++++ Data for the task

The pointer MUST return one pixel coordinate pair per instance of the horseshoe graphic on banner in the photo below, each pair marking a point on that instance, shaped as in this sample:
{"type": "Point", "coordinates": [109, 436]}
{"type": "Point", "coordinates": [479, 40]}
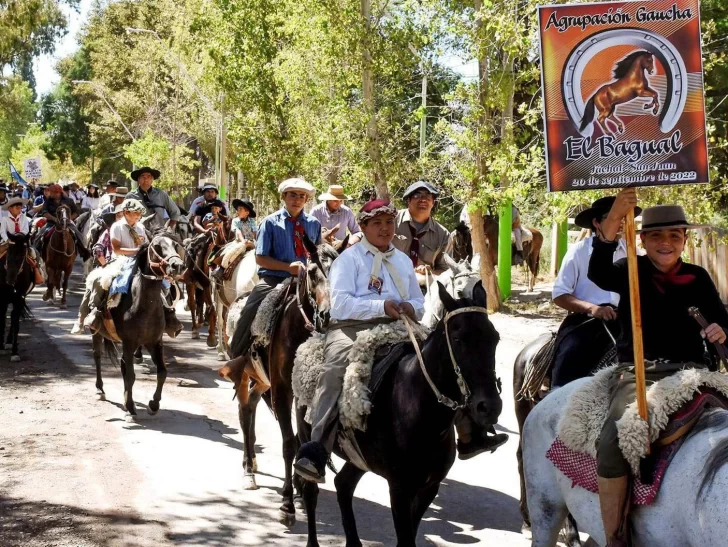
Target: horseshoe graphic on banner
{"type": "Point", "coordinates": [670, 58]}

++++++++

■ **Problem requirements**
Repeat each entry precisely as it appears. Leave the pictures out.

■ **Answer to this exercise**
The pointer MUST return one pixel coordinate pair per instance of the horseshoe graphic on banner in the photo below, each pair marking a point on that instance, shaped as in this sample:
{"type": "Point", "coordinates": [109, 436]}
{"type": "Point", "coordinates": [479, 40]}
Target: horseshoe graphic on banner
{"type": "Point", "coordinates": [670, 58]}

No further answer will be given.